■ **DOCUMENTO DE ORIGEM**:
========
A radicalização do discurso adotada pelo presidente Jair Bolsonaro em pronunciamento em cadeia nacional de rádio e TV nesta terça-feira (24) foi uma sugestão do grupo ideológico do Palácio do Planalto, formado pelo chamado "gabinete do ódio".
Entre as pessoas com quem Bolsonaro se reuniu nesta terça antes de gravar o pronunciamento está o vereador Carlos Bolsonaro (PSC-RJ), um de seus filhos e o principal defensor de que o presidente mantenha um discurso mais ideológico e anti-imprensa. Carlos tem forte influência no gabinete do ódio.
O encontro não estava previsto inicialmente, mas foi inserido na agenda ao fim do dia. Além de Carlos, participaram do encontro os ministros Luiz Eduardo Ramos (Secretaria de Governo), Onyx Lorenzoni (Cidadania), Ricardo Salles (Meio Ambiente) e Walter Braga Netto (Casa Civil). O senador Flavio Bolsonaro (sem partido-RJ) e o ex-jogador de futebol Paulo César Tinga também estavam presentes.
Nos últimos dias, segundo relatos feitos à reportagem, o núcleo digital da Presidência da República constatou uma desmobilização de perfis de direita nas redes sociais, que passaram a defender menos o presidente de ataques da esquerda.
========
■ **DADOS FORNECIDOS**:
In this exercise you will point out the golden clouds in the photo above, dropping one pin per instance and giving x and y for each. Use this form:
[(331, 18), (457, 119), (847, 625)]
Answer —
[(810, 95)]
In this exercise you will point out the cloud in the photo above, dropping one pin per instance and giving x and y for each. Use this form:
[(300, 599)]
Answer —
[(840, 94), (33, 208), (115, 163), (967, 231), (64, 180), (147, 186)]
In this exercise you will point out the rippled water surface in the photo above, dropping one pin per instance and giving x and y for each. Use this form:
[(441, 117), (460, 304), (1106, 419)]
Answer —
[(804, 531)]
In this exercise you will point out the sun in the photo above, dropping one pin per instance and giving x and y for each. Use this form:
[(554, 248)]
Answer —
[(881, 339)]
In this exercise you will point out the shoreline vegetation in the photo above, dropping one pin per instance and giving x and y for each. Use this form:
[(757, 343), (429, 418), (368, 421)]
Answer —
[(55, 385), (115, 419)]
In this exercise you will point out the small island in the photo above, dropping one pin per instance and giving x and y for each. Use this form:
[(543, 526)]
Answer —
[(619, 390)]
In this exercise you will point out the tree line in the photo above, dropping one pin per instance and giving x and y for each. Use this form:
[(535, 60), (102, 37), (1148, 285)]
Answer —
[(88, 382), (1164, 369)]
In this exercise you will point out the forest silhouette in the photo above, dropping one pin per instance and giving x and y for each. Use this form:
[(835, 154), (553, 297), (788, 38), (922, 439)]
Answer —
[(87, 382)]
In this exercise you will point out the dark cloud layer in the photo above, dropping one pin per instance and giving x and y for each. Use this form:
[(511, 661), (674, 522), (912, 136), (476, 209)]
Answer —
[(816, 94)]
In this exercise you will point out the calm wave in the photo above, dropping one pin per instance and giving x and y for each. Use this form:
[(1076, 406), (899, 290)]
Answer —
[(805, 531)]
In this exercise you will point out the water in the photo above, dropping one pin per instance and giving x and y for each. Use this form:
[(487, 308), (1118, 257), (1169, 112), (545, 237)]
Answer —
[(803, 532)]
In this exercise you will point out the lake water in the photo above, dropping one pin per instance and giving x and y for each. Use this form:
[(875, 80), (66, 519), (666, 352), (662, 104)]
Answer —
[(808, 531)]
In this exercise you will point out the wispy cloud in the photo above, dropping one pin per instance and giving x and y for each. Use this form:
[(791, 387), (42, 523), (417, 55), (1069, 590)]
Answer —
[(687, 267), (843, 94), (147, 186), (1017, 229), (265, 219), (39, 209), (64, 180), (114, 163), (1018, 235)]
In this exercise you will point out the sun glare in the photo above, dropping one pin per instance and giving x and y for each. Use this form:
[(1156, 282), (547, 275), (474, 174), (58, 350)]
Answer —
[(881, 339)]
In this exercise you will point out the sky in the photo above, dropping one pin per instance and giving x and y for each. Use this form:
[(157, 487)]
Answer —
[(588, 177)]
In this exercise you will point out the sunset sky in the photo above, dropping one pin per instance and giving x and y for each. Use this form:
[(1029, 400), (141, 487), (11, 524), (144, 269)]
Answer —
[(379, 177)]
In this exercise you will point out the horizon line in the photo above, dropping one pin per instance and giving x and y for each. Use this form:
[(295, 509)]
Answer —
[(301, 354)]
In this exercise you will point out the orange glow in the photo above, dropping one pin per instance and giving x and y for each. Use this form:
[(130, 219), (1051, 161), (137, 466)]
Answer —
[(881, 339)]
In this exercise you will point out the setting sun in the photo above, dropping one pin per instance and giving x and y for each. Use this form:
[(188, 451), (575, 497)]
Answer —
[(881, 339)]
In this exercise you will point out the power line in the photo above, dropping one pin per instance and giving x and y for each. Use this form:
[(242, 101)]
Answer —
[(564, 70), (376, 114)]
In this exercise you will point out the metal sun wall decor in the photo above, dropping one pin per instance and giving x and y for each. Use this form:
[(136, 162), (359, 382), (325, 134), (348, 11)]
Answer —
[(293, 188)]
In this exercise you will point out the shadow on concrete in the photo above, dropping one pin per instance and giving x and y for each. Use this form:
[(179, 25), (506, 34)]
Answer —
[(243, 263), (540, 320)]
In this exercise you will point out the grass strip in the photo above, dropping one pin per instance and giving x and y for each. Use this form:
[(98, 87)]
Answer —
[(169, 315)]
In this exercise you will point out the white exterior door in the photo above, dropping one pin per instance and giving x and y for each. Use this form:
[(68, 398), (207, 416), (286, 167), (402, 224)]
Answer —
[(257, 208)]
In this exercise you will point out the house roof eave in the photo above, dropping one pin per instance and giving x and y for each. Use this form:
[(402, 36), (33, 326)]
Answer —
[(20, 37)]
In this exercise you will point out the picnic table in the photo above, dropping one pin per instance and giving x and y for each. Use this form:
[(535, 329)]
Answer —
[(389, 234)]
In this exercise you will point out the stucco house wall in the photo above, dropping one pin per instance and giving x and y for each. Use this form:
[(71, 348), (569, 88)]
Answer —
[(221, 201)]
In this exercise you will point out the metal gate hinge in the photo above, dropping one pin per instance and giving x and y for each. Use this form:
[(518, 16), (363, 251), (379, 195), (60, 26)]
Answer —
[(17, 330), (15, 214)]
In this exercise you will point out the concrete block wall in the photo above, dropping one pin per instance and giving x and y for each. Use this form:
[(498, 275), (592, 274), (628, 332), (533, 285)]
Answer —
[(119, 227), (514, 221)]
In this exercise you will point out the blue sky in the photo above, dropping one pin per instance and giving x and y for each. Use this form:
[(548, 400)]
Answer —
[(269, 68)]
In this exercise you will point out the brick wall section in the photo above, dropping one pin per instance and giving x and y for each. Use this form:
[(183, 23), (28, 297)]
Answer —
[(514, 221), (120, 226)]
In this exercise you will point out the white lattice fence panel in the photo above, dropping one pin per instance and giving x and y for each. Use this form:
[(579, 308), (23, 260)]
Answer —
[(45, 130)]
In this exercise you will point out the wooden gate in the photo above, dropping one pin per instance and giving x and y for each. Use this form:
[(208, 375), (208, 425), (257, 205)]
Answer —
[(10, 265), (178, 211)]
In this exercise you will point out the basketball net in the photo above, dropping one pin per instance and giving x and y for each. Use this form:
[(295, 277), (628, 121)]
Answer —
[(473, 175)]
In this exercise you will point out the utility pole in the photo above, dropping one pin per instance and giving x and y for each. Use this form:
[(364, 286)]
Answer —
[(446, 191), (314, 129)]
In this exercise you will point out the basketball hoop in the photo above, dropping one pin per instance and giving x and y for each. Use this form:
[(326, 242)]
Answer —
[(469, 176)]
========
■ **TAREFAS**:
**A.** De acordo com a notícia sobre o pronunciamento de Bolsonaro, de quem partiu a sugestão de radicalizar o discurso?
**B.** Prossiga a notícia sobre o pronunciamento de Bolsonaro a partir do último parágrafo apresentado.

■ **RESPOSTAS DOS EXERCÍCIOS**:
**A.** Do grupo ideológico do Palácio do Planalto, formado pelo chamado "gabinete do ódio".

**B.**
A avaliação é a de que, diante do clima de animosidade, era hora de orientar a militância digital apontando inimigos, no caso os veículos de imprensa e os governos estaduais, mobilizando os eleitores fiéis a responderem às críticas contra a gestão federal.
Além disso, ao criticar o desaquecimento da atividade econômica, o presidente, segundo deputados aliados, tentou criar uma vacina: a de que um eventual aumento do desemprego no futuro não é responsabilidade sua, mas dos governos estaduais que adotaram medidas de contenção.
A estratégia adotada pelo presidente, no entanto, não é consenso no governo. O texto foi feito sem a participação de seus ministros.
Antes da gravação do discurso, de acordo com auxiliares palacianos, alguns integrantes do núcleo militar, cientes de que ele pretendia radicalizar o tom, tentaram dissuadir Bolsonaro.
Para eles, aumentar o clima de conflagração pode ter o resultado oposto ao pretendido: o de fortalecer o discurso dos governos estaduais e o de levar eleitores do presidente a abrirem mão do apoio.?
Desde o início da semana, a cúpula militar vinha tentando moderar o discurso do presidente. Foram eles, por exemplo, que convenceram Bolsonaro a promover videoconferências com governadores em busca de um consenso nacional.
O presidente deixou para esta quarta-feira (25) o último encontro, com os governadores da região Sudeste, com as presenças de João Doria (São Paulo) e Wilson Witzel (Rio de Janeiro).
Ele conversou na segunda (23) com os gestores de estados de Norte e Nordeste e, nesta terça (24), com governos do Sul e Centro-Oeste.
Nas palavras de um auxiliar presidencial, ao criticá-los de maneira indireta no pronunciamento, Bolsonaro se antecipou a eventuais críticas que possa sofrer de ambos na reunião por conferência.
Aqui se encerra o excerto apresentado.